● Reading passage:
Each gent, perhaps his own, recorded oeuvre to learn about, his own town
he hails from, his own migration path to New York and over across the river
that day to record at Rudy Van Gelder’s studio. Mr. Parker came up in Billy
Eckstein’s orchestra along with so many other seminal beboppers and alas, like
so many of them he too developed a habit.
He was out of commission; it seems for much of the 50s. And then, shortly after this and another
release in 1961, he had a heart attack and died at the age of 36. Looks like his birthday was the day before
mine. Glad to meet you Mr. Parker, a
second Parker, then, in the tradition.
How would jazz have been different without junk? Certainly not a few different notes, and
perhaps an entirely different vibe, but most assuredly we'd have had a whole lot of guys living
and playing longer than Leo’s 36, or Charlie’s 34.
Nations apply anesthetics somewhat differently than saxophone
players. Have a look at this editorial
in the New York Times about Germany, with the provocative title “Can Germany
Grow Up?” http://www.nytimes.com/2014/02/13/opinion/bittner-can-germany-grow-up.html?hp&rref=opinion Jochen Bittner discusses the largely domestic
debate in Germany which the President, Joachim Gauck, has stoked about whether
or not Germany can reform the manner in which it contributes troops
overseas. My mind is there in Germany,
as I’m backpacking across the country in the 1930s with Patrick Leigh Fermor,
in the remarkable “A Time of Gifts.”
Prewar Germany is, surprise, filled with a host of genuine, welcoming
people who are fun to drink and sing songs with and are quite attractive when
they haven’t lost their front teeth in a bar fight. More on this text and the remarkable author
in a future posting.

● Material shown:
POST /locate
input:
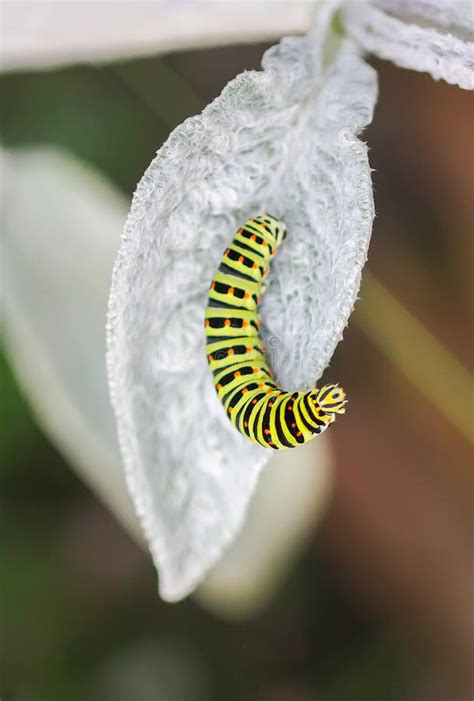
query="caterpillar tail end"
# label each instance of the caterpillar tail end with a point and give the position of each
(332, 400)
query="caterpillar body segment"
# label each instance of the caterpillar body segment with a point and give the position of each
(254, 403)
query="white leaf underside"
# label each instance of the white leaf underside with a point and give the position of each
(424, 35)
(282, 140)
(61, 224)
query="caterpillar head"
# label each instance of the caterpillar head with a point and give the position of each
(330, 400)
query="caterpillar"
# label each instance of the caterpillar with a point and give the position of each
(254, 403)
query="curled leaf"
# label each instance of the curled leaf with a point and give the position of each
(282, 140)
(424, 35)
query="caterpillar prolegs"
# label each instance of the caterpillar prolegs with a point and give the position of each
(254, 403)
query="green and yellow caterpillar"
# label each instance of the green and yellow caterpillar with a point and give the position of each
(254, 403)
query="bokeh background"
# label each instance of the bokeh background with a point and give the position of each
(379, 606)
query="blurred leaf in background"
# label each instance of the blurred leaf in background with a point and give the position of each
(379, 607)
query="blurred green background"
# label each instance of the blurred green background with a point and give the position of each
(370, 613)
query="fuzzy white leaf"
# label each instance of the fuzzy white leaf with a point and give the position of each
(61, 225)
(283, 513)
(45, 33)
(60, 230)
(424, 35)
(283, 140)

● Problems to work on:
A. In the blog post on Mr. Parker and Germany, whose studio did the musicians go to record at that day?
B. Continue the blog post on Mr. Parker and Germany, starting after its last sentence.

● Solved tasks:
A. Rudy Van Gelder's studio.

B.
But what is remarkable about the editorial is that the
handwringing about this decision to “grow up” is largely internal. No one else in Europe seems overly concerned
with Germany taking a more proactive stand, militarily. There are, certainly individuals a-plenty
with things to say. But at the level of state-to-state relations, the notion
seems to be welcomed. Israel may perhaps
articulate something less than positive, but in general there is appears a
broad sense of the benefits to be had, if Germany were to “pull its weight,” rather
than worries of them asserting themselves improperly.
And of course, we live in a neighborhood where this is not
the case. Japan is also good at ringing
its hands on the question of a more assertive military posture and this, to me,
is healthy, up to a point. But China,
North Korea and South Korea are anything but ambivalent, let alone supportive
of such a notion. And there is a library
shelf's worth of differences between the two countries and circumstances, but I’d
like to know how an article like this reads in Tokyo.
Japan can complain about how China is using history as an
opportunistic lever and there is some truth in this. They can dismiss North Korea as a
kleptocratic prison state. But what
about South Korea? Are they simply sour
sports? Neither the enormous neighbor,
nor the smaller neighbors trust you Japan.
At some point Japan must ask itself what it can do differently beyond
making outreach to India. Just as China
tries to drive a wedge between South Korea and the U.S., Japan could do the
same. If reckoning with China is too
overwhelming, couldn’t you at least make good faith efforts with South Korea to
address genuine complaints, rather than pretend they are settled and
anachronistic? If the editorial is
correct, Germany’s next phase of maturation is Germany vs. Germany. Imagine a North Asia where immediate
neighbors actually encouraged Japan to contribute more to regional and global
defense. Rich, stable, with freedoms
long guaranteed, Japan should make the first move. If only it could. Perhaps South Korea then, will be the one that
innovates itself out of this dead-end first.
[1] Yèjīngyúqín: mastery
of study lies in diligence (idiom). You can only master a subject by assiduous
study. / Excellence in work is only possible with diligence. / Practice makes
perfect.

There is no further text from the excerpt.